**GIVEN EXERCISE:** Extract the text of every entry below word for word, and leave the pictures out of your answer.

**INFORMATION SHOWN:**
---------------
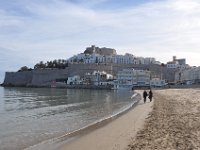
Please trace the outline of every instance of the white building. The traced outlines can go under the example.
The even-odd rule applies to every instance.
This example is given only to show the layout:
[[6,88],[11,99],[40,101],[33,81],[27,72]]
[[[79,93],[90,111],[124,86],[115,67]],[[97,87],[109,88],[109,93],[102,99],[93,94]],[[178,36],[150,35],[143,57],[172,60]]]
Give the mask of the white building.
[[100,55],[92,54],[78,54],[68,59],[70,63],[113,63],[113,64],[156,64],[155,58],[135,57],[132,54],[125,55]]
[[86,73],[84,77],[84,81],[87,84],[93,84],[93,85],[104,85],[103,82],[106,82],[108,80],[112,80],[113,75],[106,73],[105,71],[94,71],[92,73]]
[[83,80],[79,75],[75,75],[72,77],[68,77],[67,79],[67,84],[72,85],[72,84],[83,84]]
[[154,78],[154,79],[150,80],[151,87],[163,87],[165,85],[167,85],[165,80],[161,80],[159,78]]
[[175,82],[191,84],[200,81],[200,67],[180,69],[175,73]]
[[117,73],[114,89],[131,89],[136,86],[150,85],[150,71],[123,69]]
[[186,60],[184,58],[177,59],[176,56],[173,56],[173,60],[167,62],[167,68],[170,69],[186,69],[189,65],[186,64]]

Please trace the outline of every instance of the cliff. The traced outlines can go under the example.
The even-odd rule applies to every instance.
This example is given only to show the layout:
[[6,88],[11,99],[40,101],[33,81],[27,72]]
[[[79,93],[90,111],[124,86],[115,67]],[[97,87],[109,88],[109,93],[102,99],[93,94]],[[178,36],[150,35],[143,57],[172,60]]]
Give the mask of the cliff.
[[54,81],[65,81],[74,75],[84,76],[94,70],[106,71],[116,75],[123,68],[150,70],[153,77],[161,77],[169,82],[174,81],[175,70],[160,65],[111,65],[111,64],[71,64],[65,69],[37,69],[23,72],[6,72],[4,86],[50,87]]

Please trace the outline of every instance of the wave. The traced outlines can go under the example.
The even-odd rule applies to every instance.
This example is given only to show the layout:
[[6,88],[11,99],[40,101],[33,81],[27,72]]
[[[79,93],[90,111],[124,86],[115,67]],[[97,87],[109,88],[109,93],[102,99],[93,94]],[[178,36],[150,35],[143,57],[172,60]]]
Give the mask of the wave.
[[24,150],[37,150],[37,149],[40,149],[40,150],[45,150],[45,149],[55,150],[55,149],[58,149],[58,147],[60,145],[66,144],[67,142],[74,140],[81,135],[87,134],[87,133],[94,131],[94,130],[102,127],[102,126],[105,126],[108,123],[110,123],[111,121],[113,121],[113,120],[117,119],[118,117],[122,116],[123,114],[127,113],[128,111],[130,111],[132,108],[134,108],[138,104],[139,100],[141,99],[141,96],[138,93],[134,93],[131,96],[131,99],[133,99],[133,101],[129,106],[118,111],[114,115],[110,115],[108,117],[104,117],[102,119],[99,119],[99,120],[97,120],[97,121],[95,121],[91,124],[88,124],[87,126],[79,128],[79,129],[74,130],[72,132],[68,132],[68,133],[66,133],[62,136],[42,141],[41,143],[30,146],[28,148],[25,148]]

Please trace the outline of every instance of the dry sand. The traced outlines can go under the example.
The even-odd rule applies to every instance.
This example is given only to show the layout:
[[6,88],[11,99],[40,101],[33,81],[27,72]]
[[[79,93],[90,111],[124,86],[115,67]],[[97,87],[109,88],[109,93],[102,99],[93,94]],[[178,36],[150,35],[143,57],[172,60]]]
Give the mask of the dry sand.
---------------
**WRITTEN RESPONSE:**
Please trace the outline of every instance of the white building. The traced outlines can go under the example.
The even-odd rule applies to every instance.
This example is given only to show the layout:
[[6,88],[11,99],[40,101],[33,81],[27,72]]
[[[79,93],[90,111],[124,86],[115,67]],[[97,87],[109,88],[109,93],[102,99],[93,94]],[[178,36],[150,35],[143,57],[172,60]]]
Give the mask of the white building.
[[100,55],[92,54],[78,54],[68,59],[70,63],[113,63],[113,64],[156,64],[155,58],[135,57],[132,54],[125,55]]
[[86,73],[84,77],[84,81],[87,84],[93,84],[93,85],[104,85],[103,82],[106,82],[108,80],[112,80],[113,75],[106,73],[105,71],[94,71],[92,73]]
[[83,80],[79,75],[75,75],[72,77],[68,77],[67,79],[67,84],[72,85],[72,84],[83,84]]
[[154,78],[154,79],[150,80],[151,87],[163,87],[165,85],[167,85],[165,80],[161,80],[159,78]]
[[175,82],[191,84],[200,81],[200,67],[180,69],[175,73]]
[[117,73],[114,89],[131,89],[136,86],[150,85],[150,71],[123,69]]
[[186,60],[184,58],[177,59],[176,56],[173,56],[173,60],[167,62],[167,68],[170,69],[186,69],[189,65],[186,64]]

Please trace the outline of every instance of the cliff. The traced outlines can go under the example.
The even-odd rule applies to every instance.
This example is given only to show the layout:
[[6,88],[11,99],[40,101],[33,81],[27,72]]
[[[79,93],[90,111],[124,86],[115,67]],[[97,87],[109,88],[109,93],[102,99],[93,94]],[[178,36],[150,35],[143,57],[172,60]]]
Give the mask of the cliff.
[[54,81],[65,81],[74,75],[84,76],[94,70],[106,71],[116,75],[123,68],[150,70],[153,77],[161,77],[169,82],[174,81],[175,70],[160,65],[111,65],[111,64],[71,64],[65,69],[37,69],[23,72],[6,72],[4,86],[50,87]]

Please trace the outline of every instance of the wave. The traced outlines can go under the example.
The even-odd rule applies to every instance.
This example is given only to show the layout:
[[6,88],[11,99],[40,101],[33,81],[27,72]]
[[[79,93],[90,111],[124,86],[115,67]],[[97,87],[109,88],[109,93],[102,99],[93,94]],[[178,36],[150,35],[143,57],[172,60]]]
Give the mask of the wave.
[[24,150],[37,150],[37,149],[40,149],[40,150],[45,150],[45,149],[55,150],[55,149],[58,149],[58,147],[60,145],[66,144],[67,142],[74,140],[81,135],[87,134],[87,133],[94,131],[94,130],[102,127],[102,126],[105,126],[108,123],[110,123],[111,121],[113,121],[113,120],[117,119],[118,117],[122,116],[123,114],[127,113],[128,111],[130,111],[132,108],[134,108],[138,104],[139,100],[141,99],[141,96],[138,93],[134,93],[131,96],[131,99],[133,99],[133,101],[129,106],[118,111],[114,115],[110,115],[108,117],[104,117],[102,119],[99,119],[99,120],[97,120],[97,121],[95,121],[91,124],[88,124],[87,126],[79,128],[79,129],[74,130],[72,132],[68,132],[68,133],[66,133],[62,136],[42,141],[41,143],[30,146],[28,148],[25,148]]

Please trace the outline of every instance of the dry sand. The traced outlines can go under the example.
The even-odd rule applies to every instance.
This example is given only to show the layout:
[[6,88],[11,99],[40,101],[33,81],[27,72]]
[[[79,93],[90,111],[124,86],[115,67]],[[97,87],[109,88],[109,93],[102,99],[93,94]],[[178,36],[150,35],[143,57],[172,60]]]
Give the mask of the dry sand.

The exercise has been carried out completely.